DATA RECORDS –
************

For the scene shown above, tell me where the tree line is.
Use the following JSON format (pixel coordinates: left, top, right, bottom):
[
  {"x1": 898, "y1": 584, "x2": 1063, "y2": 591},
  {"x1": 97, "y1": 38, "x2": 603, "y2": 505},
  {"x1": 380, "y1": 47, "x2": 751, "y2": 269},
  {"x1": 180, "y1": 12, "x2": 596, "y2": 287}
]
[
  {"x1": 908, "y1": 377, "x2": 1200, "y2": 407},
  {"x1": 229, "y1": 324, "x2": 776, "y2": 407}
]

************

PROBLEM DESCRIPTION – Give again each line shown above, keeping every word as it is.

EXERCISE RESULT –
For the scene shown above, tell me where the tree line is.
Use the following JSON format (pixel coordinates: left, top, right, bottom):
[
  {"x1": 898, "y1": 584, "x2": 1063, "y2": 591},
  {"x1": 97, "y1": 38, "x2": 603, "y2": 505},
  {"x1": 380, "y1": 47, "x2": 751, "y2": 269},
  {"x1": 180, "y1": 12, "x2": 596, "y2": 287}
]
[
  {"x1": 908, "y1": 377, "x2": 1200, "y2": 407},
  {"x1": 229, "y1": 324, "x2": 776, "y2": 407}
]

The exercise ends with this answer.